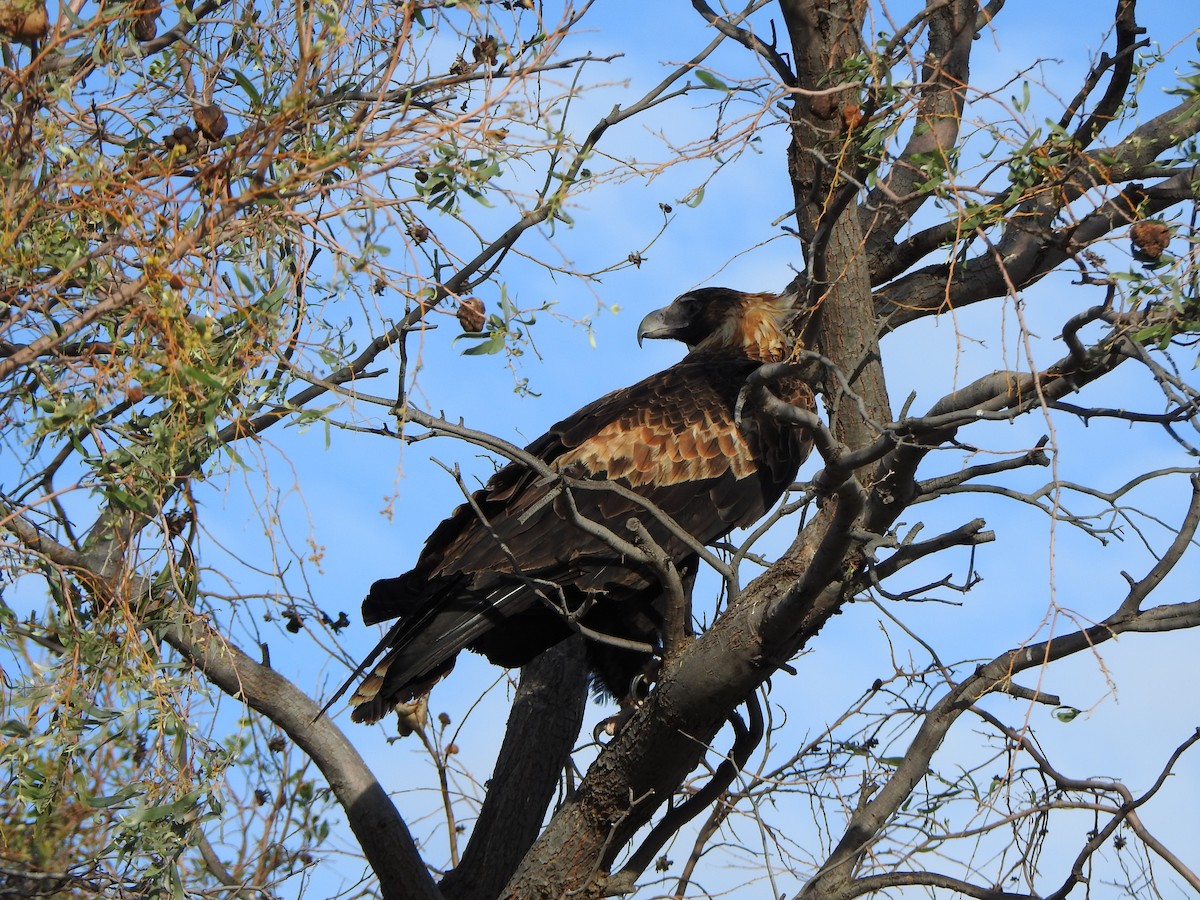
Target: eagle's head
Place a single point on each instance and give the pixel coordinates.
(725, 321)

--

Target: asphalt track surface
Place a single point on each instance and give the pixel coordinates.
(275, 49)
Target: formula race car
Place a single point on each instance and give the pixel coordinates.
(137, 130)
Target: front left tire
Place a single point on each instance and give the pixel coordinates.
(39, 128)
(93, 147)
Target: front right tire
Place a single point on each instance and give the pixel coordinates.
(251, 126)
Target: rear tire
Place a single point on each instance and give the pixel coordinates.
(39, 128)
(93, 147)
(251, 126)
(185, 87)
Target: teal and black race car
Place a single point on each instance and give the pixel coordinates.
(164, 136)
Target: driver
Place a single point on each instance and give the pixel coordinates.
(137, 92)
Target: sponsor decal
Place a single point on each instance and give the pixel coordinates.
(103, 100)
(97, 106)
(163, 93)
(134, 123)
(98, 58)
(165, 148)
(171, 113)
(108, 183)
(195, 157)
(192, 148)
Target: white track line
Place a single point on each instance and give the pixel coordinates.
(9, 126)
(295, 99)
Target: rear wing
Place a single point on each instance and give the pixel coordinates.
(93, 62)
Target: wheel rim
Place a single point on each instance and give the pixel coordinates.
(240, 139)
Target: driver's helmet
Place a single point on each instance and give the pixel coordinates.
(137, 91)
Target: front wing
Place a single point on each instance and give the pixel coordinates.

--

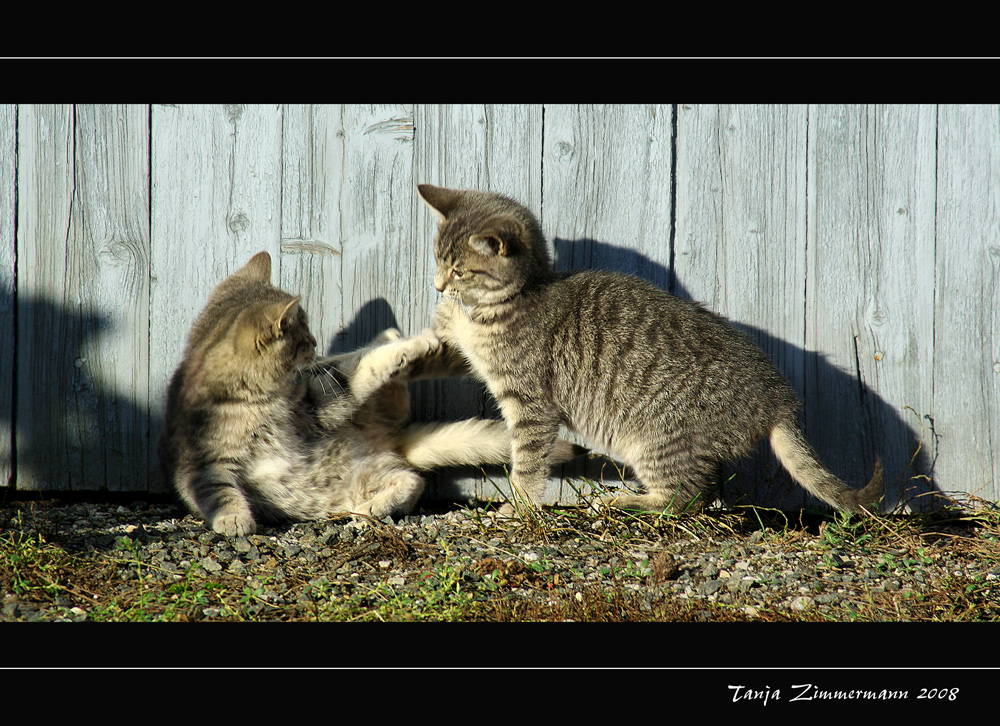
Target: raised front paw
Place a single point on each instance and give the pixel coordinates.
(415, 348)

» Problem details
Return every line of the data above in which "track" appears.

» Output of the task
Target: asphalt track surface
Target: white track line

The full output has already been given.